**Exercise details**
Echo all of the data below word for word, leaving out any pictures.

**Records provided**
* Begin *
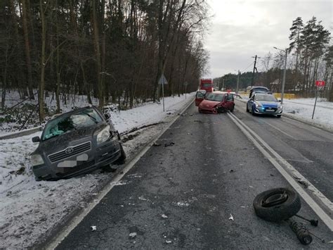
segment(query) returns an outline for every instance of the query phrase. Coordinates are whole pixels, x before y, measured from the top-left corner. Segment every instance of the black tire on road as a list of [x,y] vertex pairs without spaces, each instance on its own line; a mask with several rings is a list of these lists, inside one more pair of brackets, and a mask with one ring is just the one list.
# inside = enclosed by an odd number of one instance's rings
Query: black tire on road
[[118,158],[118,159],[115,162],[115,163],[117,165],[124,164],[126,160],[126,153],[121,143],[119,143],[119,147],[120,147],[120,153],[121,153],[120,157]]
[[279,187],[258,194],[253,201],[258,217],[272,222],[287,220],[301,209],[301,199],[294,191]]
* End *
**Exercise solution**
segment(query) returns an outline for every instance of the query phrase. Coordinates are whole pixels, x before y, measured from the top-left corner. Segment every instance of the black tire on road as a list of [x,y] vertex pairs without spaces, each instance on its own line; a mask with several rings is a list of these lists, inside one more pair of brackets, and a mask with one ring is just the one list.
# inside = enclosed by an odd number of one instance's rings
Query: black tire on road
[[118,158],[118,159],[115,162],[115,163],[117,165],[124,164],[126,160],[126,153],[121,143],[119,143],[119,147],[120,147],[120,153],[121,153],[120,157]]
[[279,187],[258,194],[253,201],[258,217],[272,222],[287,220],[301,209],[301,199],[294,191]]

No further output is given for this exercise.